**Position identification listing:**
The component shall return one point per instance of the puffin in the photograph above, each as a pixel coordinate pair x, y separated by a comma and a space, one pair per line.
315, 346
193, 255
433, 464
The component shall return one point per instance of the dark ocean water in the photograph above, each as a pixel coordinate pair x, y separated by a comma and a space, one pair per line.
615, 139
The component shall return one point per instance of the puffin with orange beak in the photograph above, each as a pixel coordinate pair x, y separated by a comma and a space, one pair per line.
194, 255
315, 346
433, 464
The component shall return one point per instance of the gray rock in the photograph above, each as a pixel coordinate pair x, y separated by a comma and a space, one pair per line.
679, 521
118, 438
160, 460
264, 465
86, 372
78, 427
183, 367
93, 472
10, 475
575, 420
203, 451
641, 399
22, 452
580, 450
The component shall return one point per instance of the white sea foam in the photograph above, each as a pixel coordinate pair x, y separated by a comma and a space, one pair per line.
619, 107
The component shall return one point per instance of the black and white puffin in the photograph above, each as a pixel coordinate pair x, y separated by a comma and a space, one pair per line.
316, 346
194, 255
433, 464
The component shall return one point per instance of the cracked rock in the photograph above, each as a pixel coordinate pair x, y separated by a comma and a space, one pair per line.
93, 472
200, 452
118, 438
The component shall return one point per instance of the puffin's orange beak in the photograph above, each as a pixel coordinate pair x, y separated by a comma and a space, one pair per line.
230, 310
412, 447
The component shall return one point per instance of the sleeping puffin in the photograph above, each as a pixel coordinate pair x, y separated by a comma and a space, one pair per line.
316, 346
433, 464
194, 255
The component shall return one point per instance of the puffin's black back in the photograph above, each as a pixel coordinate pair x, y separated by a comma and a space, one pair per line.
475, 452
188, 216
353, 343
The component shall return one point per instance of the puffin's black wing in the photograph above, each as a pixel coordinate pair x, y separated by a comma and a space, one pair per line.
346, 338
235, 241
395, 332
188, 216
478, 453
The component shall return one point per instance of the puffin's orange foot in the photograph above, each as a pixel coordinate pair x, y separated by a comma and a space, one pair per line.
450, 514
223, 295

**WORK TO DO:** Rename "component" to "module" in the listing from the line containing "puffin's orange beak" through the end, and give those lines again with nothing else altered.

**RESULT FOR THIS EXERCISE:**
The module shall return one point per instance of the puffin's orange beak in the photograph above, each as a pixel coordinate pair x, y separated by a comma and a space, one pair per line.
230, 310
412, 447
The module shall return one point per instance of the sleeping puffin in the photograph above, each as a pixel coordinate pair x, y separated by a comma and a space, one pair per line.
316, 346
433, 464
194, 255
The module shall return one point per instance of the puffin's black back in the photograph above, each as a pixel coordinate pair x, y separated by a comma and a space, one pair per line.
475, 452
188, 216
353, 343
The module shall return one point per instance of the puffin's black wing in the photograph above, each as a pixel coordinate pair x, y separated by a comma and a space, one pair per line.
346, 338
235, 241
395, 332
188, 216
478, 453
The module shall return one point per instance of the puffin's orange foot in the photograph above, each as a pixel coordinate pair x, y separated by a comma and a space, one pair per line.
450, 514
223, 295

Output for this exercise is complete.